THE PROBLEM
Carry on the trial transcript of General Rudenko's opening statement below, starting right after its final sentence.

SELECTED PASSAGE
───

The Nizkor Project: Remembering the Holocaust (Shoah)

Fifty-Fourth Day: Friday, 8th February, 1946
(Part 1 of 22)


[Page 165]

THE PRESIDENT: I call on General Rudenko for the Soviet Union.

GENERAL RUDENKO: May it please Your Honours, on delivering my opening statement, the last to be made at this Trial by the Chief Prosecutors, I am fully conscious of the supreme historical importance of these proceedings.

For the first time in the history of mankind is justice confronted with crimes committed on so vast a scale, with crimes which have entailed such grave consequences.

It is for the first time that criminals appear before a court of justice, who have seized an entire State and made this State an instrument of their monstrous crimes.

It is also for the first time that, by judging these defendants, we sit in judgment not only on the defendants themselves, but also on the criminal institutions and organisations which they created, and on the inhuman "theories" and "ideas" which they promulgated with a view to committing Crimes against Peace and Humanity, crimes which were designed by them far in advance of their perpetration.

Nine months ago, after having tortured for a number of years of bloody warfare the freedom-loving nations of Europe, Hitlerite Germany collapsed under the hammer blows of the combined armed forces of the Anglo-Soviet-American coalition. On 8th May, 1945, Hitlerite Germany was compelled to lay down its arms, having suffered a military and political defeat hitherto unequalled in history.

Hitlerism imposed upon the world a war which caused the freedom-loving nations innumerable privations and endless sufferings. Millions of people fell, victims of the war initiated by the Hitlerite brigands, who embarked on a dream of conquering the free peoples of the democratic countries and of establishing the rule of Hitlerite tyranny in Europe and in the entire world.

The day has come when the peoples of the world demand a just retribution and a severe punishment of the Hitlerite hangmen; when they demand severe punishment of the criminals. All the outrages individually or jointly committed by the major Hitlerite war criminals, all together and each one individually, shall be considered by you, your Honours, with all the thoroughness and attention which the law, the Charter of the International Military Tribunal, justice and our conscience require.

───

MATERIAL PROVIDED
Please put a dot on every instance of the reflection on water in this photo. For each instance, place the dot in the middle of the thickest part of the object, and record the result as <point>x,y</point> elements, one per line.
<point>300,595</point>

───

RESPONSE BELOW
We charge the defendants with the initiation, instigation and direct execution, individually and through their agents, of the criminal Plan or Conspiracy. To the execution of this plan was committed the entire machinery of the Hitlerite State, with all its governmental agencies and institutions, with its Army, its police, and its so-called public agencies, as set out in the Indictment and particularly in Appendix B.

Before entering upon the examination of the concrete events and facts, which lie at the foundation of the charges raised against the defendants, I think it necessary to dwell on certain general legal questions connected with the proceedings. This is indispensable, because the present trial is the first one in history where justice is being done by an agency of an international

[Page 166]

legal system -- the International Military Tribunal. This also becomes necessary, since special consideration was given to questions of law in both the written and oral motions made before the Tribunal.

The first and the most general legal problem which, in my opinion, has to be considered by the Tribunal is the problem of legality. Contrary to the system of Fascist tyranny and arbitrary Fascist practices, the great democracies which have established this Tribunal, as well as all democracies throughout the world, exist and act on a firm legal basis. But neither the positive law nor the concept of law can be identical in the national and in the international meaning of these terms. "Lex" in the meaning of National Law is an act of legislative power of a State, clothed in a proper form. In the meaning of International Law it is different. In the international field there never existed, nor do there now exist, any legislative bodies which are competent to pass laws which are binding on individual States. The legal system of international relations, which include those relations which are manifested in the co-ordinated effort to combat criminality, is based on different legal principles. In the international field the basic source of law and the only legislative act is a treaty, an agreement between States. Accordingly, in the same way as duly promulgated laws, passed by legislative bodies and properly published, are an absolute and sufficient legal basis for the administration of national justice, so in the international field an international treaty is an absolute and sufficient legal basis for the implementation and the activity of agencies of international justice created by the signatories.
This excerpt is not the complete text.